(Region labeling entries)

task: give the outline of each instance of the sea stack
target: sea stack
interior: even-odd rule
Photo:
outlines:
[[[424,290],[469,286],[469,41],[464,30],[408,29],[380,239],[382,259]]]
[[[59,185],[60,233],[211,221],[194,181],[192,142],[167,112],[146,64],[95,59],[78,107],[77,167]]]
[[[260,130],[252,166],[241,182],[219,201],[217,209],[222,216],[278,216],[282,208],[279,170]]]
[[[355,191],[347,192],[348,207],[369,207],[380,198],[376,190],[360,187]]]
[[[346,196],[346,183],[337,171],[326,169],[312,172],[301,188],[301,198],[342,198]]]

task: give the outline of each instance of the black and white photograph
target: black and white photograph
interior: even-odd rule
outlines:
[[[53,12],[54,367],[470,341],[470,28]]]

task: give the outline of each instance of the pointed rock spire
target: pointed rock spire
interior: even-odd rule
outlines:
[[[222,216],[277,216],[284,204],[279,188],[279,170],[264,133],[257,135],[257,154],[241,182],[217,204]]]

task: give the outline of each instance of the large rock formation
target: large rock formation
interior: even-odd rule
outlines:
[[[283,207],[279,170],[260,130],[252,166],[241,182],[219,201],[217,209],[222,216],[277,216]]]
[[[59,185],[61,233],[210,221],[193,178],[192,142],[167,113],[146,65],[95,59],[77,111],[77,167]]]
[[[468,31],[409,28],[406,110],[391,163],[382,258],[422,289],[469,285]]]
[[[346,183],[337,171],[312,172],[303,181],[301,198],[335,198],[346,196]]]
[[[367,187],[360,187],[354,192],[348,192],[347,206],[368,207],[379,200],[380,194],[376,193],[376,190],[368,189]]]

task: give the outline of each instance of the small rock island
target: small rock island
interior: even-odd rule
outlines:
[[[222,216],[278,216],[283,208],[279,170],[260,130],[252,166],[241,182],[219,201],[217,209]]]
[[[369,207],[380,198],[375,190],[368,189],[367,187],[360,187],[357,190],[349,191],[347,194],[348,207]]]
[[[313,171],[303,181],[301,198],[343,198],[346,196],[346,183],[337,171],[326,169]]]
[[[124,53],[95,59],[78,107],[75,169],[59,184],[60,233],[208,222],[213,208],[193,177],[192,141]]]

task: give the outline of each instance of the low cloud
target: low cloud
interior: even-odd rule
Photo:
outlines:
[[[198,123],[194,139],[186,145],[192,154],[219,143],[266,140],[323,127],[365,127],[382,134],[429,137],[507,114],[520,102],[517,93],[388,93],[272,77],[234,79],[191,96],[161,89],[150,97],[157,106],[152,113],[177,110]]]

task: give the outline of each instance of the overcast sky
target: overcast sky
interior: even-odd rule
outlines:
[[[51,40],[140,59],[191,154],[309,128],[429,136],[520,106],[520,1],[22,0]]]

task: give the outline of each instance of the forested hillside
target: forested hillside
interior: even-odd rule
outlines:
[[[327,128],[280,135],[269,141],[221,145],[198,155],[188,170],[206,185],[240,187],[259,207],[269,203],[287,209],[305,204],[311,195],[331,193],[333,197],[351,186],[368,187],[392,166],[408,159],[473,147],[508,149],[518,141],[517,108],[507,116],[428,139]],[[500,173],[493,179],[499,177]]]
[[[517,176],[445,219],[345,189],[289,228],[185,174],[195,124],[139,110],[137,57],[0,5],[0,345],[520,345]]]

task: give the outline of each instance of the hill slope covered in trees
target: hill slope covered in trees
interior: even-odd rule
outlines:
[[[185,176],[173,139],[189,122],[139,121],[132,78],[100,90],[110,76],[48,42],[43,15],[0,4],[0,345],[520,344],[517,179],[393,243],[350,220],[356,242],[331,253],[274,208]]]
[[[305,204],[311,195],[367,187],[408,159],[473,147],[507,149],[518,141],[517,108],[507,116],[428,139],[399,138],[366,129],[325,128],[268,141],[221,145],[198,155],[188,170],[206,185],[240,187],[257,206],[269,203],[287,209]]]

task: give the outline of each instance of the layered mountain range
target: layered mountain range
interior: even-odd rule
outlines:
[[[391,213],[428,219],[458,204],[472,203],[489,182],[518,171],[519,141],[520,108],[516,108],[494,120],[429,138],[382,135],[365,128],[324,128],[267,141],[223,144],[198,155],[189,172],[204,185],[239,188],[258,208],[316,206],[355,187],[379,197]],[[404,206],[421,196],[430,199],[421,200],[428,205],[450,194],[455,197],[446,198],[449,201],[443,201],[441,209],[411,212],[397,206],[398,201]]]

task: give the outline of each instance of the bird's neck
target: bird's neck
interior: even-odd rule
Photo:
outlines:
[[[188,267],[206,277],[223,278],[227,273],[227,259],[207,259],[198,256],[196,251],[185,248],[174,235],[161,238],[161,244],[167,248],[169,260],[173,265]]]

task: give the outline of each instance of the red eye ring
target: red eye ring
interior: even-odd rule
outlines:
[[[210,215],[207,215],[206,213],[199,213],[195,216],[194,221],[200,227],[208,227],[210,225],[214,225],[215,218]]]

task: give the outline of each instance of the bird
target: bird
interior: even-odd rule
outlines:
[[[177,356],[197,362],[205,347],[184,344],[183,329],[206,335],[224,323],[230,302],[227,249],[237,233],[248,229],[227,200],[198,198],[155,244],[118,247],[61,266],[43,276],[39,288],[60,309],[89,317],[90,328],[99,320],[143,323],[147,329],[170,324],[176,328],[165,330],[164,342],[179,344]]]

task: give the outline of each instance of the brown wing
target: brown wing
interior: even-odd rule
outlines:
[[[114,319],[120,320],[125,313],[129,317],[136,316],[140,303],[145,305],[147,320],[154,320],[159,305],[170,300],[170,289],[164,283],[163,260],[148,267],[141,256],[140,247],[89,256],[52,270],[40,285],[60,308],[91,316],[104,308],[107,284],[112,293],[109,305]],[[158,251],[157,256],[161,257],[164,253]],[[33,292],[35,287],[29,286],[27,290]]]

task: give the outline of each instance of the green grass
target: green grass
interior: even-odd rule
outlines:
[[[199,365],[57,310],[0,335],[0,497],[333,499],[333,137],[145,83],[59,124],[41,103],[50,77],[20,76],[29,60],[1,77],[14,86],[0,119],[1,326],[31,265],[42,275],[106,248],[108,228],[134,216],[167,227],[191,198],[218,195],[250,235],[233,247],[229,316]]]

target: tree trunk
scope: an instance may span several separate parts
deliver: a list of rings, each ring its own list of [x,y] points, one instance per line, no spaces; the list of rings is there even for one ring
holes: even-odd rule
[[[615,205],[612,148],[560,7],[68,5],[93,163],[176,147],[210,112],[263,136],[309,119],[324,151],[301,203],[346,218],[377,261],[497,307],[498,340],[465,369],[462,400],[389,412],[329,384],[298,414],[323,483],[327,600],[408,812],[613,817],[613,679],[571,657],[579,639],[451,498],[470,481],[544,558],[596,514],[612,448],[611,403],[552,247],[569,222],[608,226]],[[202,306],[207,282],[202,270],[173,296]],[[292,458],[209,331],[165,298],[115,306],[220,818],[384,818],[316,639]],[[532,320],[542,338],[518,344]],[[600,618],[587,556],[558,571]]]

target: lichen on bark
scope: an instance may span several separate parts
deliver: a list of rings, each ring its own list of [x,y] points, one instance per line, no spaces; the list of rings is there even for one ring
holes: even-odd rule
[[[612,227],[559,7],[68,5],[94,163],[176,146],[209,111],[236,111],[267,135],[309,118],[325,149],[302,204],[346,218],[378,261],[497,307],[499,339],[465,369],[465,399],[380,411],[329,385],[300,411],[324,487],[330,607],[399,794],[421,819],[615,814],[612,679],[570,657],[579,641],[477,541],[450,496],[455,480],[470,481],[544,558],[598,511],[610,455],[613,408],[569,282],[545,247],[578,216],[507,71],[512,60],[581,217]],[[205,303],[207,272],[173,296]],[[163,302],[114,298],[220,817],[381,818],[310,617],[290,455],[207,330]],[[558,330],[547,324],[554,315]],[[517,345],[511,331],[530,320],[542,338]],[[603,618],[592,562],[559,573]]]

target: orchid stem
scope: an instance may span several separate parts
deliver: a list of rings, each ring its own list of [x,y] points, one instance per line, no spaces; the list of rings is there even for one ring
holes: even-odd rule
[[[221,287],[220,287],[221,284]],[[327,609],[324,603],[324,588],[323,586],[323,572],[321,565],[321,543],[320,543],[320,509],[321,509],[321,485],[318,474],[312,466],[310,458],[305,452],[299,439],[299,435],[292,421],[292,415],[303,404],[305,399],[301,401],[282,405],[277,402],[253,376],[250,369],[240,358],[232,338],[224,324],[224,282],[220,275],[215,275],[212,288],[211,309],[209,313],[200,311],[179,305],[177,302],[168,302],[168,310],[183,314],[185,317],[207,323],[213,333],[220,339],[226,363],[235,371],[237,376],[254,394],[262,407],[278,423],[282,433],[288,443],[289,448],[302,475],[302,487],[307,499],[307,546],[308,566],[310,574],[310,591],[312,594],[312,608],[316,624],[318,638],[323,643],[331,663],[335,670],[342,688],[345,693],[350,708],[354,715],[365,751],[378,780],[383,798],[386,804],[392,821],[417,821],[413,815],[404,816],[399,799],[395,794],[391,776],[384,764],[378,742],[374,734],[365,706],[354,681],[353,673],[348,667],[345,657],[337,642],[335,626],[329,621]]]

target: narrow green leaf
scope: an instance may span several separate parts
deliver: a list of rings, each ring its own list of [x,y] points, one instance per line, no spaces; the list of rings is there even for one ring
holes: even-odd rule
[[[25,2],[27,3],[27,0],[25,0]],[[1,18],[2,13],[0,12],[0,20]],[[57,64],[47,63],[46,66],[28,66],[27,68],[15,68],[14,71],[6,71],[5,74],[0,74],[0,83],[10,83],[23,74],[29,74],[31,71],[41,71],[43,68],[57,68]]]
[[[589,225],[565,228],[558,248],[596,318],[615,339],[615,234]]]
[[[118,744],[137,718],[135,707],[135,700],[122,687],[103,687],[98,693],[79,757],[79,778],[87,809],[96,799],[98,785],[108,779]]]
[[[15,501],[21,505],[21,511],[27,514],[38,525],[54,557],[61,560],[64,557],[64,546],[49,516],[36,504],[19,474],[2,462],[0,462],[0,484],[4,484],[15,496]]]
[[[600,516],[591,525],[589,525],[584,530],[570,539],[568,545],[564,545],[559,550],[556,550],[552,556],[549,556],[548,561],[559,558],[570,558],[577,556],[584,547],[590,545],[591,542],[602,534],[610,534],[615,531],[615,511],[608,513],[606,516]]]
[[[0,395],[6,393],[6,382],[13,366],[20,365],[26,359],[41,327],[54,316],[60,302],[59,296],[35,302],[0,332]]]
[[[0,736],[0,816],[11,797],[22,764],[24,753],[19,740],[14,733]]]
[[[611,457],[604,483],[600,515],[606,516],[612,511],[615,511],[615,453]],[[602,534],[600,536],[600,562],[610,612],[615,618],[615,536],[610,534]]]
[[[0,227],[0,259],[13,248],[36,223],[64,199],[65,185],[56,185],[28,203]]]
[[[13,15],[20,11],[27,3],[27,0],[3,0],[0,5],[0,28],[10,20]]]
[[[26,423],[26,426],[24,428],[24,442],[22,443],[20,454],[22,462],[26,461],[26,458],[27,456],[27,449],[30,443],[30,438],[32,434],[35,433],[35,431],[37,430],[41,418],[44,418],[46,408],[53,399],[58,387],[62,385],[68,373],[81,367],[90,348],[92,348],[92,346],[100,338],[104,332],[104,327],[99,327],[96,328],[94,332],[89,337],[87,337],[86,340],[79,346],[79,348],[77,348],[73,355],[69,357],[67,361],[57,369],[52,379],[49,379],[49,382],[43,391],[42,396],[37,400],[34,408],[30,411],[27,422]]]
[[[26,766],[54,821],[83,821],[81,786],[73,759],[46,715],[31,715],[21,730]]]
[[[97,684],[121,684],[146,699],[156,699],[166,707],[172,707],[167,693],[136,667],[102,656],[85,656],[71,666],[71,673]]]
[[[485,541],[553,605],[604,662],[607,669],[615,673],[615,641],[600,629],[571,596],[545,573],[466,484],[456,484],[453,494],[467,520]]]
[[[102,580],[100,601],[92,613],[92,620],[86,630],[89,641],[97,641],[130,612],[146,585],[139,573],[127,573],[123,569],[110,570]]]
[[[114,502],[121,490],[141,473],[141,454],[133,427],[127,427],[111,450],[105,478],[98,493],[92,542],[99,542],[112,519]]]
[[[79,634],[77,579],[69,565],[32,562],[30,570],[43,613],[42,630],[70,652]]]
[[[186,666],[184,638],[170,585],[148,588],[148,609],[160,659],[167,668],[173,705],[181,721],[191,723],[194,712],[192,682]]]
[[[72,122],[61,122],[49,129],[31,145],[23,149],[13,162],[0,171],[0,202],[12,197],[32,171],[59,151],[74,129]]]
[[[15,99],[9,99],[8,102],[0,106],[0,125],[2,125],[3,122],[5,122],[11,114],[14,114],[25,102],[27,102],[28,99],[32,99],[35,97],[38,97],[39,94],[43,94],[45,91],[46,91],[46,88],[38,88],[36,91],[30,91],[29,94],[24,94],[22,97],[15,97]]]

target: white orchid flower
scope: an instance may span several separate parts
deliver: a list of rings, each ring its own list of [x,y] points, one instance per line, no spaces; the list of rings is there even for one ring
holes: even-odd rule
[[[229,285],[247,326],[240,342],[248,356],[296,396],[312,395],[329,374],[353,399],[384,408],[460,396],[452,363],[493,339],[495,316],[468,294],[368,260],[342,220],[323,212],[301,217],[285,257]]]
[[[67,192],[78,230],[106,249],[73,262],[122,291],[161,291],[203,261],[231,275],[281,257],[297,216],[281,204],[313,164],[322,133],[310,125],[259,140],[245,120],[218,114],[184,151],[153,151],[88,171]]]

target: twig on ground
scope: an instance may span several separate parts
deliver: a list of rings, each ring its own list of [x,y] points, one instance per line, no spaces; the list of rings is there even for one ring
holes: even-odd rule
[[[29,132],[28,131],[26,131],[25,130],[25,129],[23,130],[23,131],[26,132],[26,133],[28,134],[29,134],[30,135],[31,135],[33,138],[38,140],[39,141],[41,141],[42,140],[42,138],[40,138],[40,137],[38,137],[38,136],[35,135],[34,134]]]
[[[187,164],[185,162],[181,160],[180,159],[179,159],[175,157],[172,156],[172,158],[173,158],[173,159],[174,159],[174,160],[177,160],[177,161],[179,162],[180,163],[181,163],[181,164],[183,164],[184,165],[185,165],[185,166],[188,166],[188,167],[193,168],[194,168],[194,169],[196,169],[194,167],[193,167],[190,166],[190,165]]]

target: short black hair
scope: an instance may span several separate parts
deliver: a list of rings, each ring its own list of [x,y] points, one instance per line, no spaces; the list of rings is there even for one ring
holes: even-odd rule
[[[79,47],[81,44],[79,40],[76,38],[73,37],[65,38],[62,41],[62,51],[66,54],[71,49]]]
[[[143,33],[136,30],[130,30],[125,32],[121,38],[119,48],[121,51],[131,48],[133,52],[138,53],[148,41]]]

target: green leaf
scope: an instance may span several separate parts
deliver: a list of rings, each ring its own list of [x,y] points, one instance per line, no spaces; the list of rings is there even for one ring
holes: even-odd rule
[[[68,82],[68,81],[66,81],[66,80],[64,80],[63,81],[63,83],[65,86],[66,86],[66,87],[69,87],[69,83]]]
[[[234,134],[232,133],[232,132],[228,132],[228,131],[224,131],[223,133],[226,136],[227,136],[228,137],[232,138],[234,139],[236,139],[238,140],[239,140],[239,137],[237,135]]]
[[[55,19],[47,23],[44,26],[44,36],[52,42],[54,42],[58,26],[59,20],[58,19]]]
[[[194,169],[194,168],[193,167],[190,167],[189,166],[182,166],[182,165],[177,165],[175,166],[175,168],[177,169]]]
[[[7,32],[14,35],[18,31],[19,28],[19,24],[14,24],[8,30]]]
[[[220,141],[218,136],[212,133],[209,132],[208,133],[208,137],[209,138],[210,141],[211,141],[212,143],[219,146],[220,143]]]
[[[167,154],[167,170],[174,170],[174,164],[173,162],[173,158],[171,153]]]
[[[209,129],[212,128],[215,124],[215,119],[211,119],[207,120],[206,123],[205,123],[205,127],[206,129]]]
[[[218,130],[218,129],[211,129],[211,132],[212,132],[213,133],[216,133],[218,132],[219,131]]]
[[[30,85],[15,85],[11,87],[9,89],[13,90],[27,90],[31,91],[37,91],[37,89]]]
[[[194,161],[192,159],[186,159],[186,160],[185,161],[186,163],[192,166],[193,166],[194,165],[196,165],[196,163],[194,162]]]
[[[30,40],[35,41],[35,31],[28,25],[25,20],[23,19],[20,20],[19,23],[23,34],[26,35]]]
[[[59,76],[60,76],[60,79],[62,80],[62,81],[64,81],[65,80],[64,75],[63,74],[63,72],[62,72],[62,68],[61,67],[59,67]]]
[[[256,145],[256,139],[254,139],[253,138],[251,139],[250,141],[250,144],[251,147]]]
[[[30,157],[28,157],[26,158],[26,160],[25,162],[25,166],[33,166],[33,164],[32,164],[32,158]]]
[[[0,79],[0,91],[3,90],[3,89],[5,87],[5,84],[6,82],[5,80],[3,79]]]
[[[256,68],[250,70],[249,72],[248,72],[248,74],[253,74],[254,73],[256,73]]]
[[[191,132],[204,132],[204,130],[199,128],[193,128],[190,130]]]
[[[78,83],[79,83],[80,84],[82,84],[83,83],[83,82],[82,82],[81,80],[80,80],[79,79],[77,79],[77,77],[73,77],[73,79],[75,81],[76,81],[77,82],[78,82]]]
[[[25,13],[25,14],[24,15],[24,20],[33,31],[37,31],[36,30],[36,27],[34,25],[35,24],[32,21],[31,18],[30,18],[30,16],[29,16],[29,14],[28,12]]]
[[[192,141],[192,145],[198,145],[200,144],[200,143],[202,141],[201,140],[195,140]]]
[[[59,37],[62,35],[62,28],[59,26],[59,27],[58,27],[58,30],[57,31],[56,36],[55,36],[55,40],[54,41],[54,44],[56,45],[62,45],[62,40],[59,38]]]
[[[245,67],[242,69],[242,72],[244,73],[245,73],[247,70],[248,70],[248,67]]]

**Work instructions**:
Please report every line of the material containing the word "small", matching case exactly.

**Solution to this task**:
task: give the outline of each instance of the small rock island
target: small rock island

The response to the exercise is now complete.